SELECTED EXTRACT
###

My simplified code looks like this:
fun <T> foo(x: Int = 1, conv: (Int) -> T = { it }) = conv(x)
The compiler issues a “Type Mismatch” (T vs. Int).
However, the following code works fine:
fun <T> foo(x: Int = 1, conv: (Int) -> T) = conv(x)
...
foo(1) { it }
foo { it }
Why does the type inference for the default argument fail while it works perfectly when actually used?
In the function declaration, the compiler has no way of knowing the type of T. When calling it, you can give it context. I believe you could fix this by giving T a bound, if you plan on only using it for numbers
fun <T : Number> foo(x: Int = 1, conv: (Int) -> T) = conv(x)
I would like to give conv the default argument { it } which seems to be impossible in your case as well.
Also, { it } does not need further context right?
In my imagination, default arguments are conceptually evaluated/copied into function when it is called and thus { it } should properly work.
The compiler is not able to know how to convert “it”(Int) to T. Imagine if you call this function that way:
val b: Bar = foo(2)
This might work but will give you exception at runtime if you try the previous line:
fun <T> foo(x: Int = 1, conv: (Int) -> T = { it as T }) = conv(x)
I think the problem is you might do this:
foo<String>(1)
foo<String> requires a lambda that returns String, but it’s getting one that returns Int.
fun <T> foo(x: Int = 1, conv: (Int) -> T = { it as T }) = conv(x)
This works, but it looks dangerous. the it as T won’t actually check if the value is of type T.
And now you can’t call foo without type arguments.
if I try to call
foo<String>(1)
or
val b: Bar = foo(1)
then the compiler could (easily) mark this as an error with the same reason why
val b: Bar = foo(1) { it }
would cause it.
Thanks for you both to suggest
fun <T> foo(x: Int = 1, conv: (Int) -> T = { it as T }) = conv(x)
as a workaround. This looks smelly and IDEA warns due to the unchecked cast and I would rather not get runtime exceptions. Btw, why is reified not needed here? I thought the type was erased.
The type is erased 
that’s why it doesn’t actually throw an exception.
println(foo<String>(42)) // prints 42
println(foo<String>(42).length) // throws ClassCassException
You can use this, as a workaround, if you know T will always be a Number:
inline fun <reified T: Number> foo(x: Int = 1, noinline conv: (Int) -> T = { it as T }) = conv(x)
In that case reified makes the cast safe.
@Eliote that does unfortunately not work due to the same issue as Lambda parameter with default parameter in inline functions
Have you considered adding an overloaded function?

###

DATA RECORDS
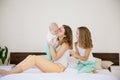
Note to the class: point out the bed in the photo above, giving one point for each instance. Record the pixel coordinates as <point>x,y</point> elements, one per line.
<point>68,74</point>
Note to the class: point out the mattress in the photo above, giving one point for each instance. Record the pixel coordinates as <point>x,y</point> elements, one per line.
<point>68,74</point>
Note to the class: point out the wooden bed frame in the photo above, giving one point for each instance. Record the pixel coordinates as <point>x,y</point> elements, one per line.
<point>16,57</point>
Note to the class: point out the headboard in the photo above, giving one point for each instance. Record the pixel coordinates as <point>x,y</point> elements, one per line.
<point>16,57</point>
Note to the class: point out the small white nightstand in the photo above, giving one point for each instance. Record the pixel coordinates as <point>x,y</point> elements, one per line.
<point>116,71</point>
<point>7,67</point>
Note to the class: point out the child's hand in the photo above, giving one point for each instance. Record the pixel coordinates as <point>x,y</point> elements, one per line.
<point>72,53</point>
<point>51,43</point>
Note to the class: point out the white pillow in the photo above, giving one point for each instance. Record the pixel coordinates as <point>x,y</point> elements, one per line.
<point>98,63</point>
<point>106,64</point>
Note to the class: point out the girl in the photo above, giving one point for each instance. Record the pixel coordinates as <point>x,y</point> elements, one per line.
<point>83,50</point>
<point>59,57</point>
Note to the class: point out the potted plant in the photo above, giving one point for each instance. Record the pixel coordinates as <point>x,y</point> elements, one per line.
<point>3,54</point>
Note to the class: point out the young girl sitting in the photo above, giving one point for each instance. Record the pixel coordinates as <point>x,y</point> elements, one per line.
<point>83,51</point>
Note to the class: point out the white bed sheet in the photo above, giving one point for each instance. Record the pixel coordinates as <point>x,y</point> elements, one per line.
<point>69,74</point>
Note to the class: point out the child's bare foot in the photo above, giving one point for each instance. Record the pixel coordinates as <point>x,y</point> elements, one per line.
<point>4,72</point>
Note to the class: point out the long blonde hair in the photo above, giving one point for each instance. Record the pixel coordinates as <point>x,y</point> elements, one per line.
<point>84,39</point>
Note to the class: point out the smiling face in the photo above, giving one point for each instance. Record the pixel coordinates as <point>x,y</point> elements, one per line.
<point>54,28</point>
<point>61,31</point>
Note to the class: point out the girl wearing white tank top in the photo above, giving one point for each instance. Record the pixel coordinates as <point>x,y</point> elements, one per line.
<point>83,50</point>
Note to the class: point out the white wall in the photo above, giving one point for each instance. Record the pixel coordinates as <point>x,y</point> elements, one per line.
<point>24,23</point>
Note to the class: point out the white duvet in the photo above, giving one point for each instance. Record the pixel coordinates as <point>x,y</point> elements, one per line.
<point>69,74</point>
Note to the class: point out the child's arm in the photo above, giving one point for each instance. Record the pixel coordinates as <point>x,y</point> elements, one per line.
<point>60,52</point>
<point>78,56</point>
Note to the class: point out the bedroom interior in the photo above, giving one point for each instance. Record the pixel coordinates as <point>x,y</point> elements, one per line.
<point>24,24</point>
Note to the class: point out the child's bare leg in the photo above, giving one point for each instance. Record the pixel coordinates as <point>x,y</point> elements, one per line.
<point>22,66</point>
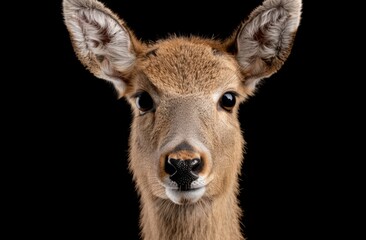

###

YOUR TASKS
1. Decide whether each statement agrees with the Kotlin default-argument thread, answering yes or no and quoting the deciding words: (a) The version with the default lambda { it } produces a "Type Mismatch" compiler error. (b) The line println(foo<String>(42)) throws an exception. (c) Making T reified with a Number bound makes the cast safe.
2. Reproduce, word for word, the part of the Kotlin default-argument thread that opens with the words containing "This might work" and closes with "is of type T.".
The records come from a separate source.

RESULTS BY TASK
1.
(a) Yes: "The compiler issues a “Type Mismatch” (T vs. Int)."
(b) No: "println(foo<String>(42)) // prints 42"
(c) Yes: "In that case reified makes the cast safe."

2.
This might work but will give you exception at runtime if you try the previous line:
fun <T> foo(x: Int = 1, conv: (Int) -> T = { it as T }) = conv(x)
I think the problem is you might do this:
foo<String>(1)
foo<String> requires a lambda that returns String, but it’s getting one that returns Int.
fun <T> foo(x: Int = 1, conv: (Int) -> T = { it as T }) = conv(x)
This works, but it looks dangerous. the it as T won’t actually check if the value is of type T.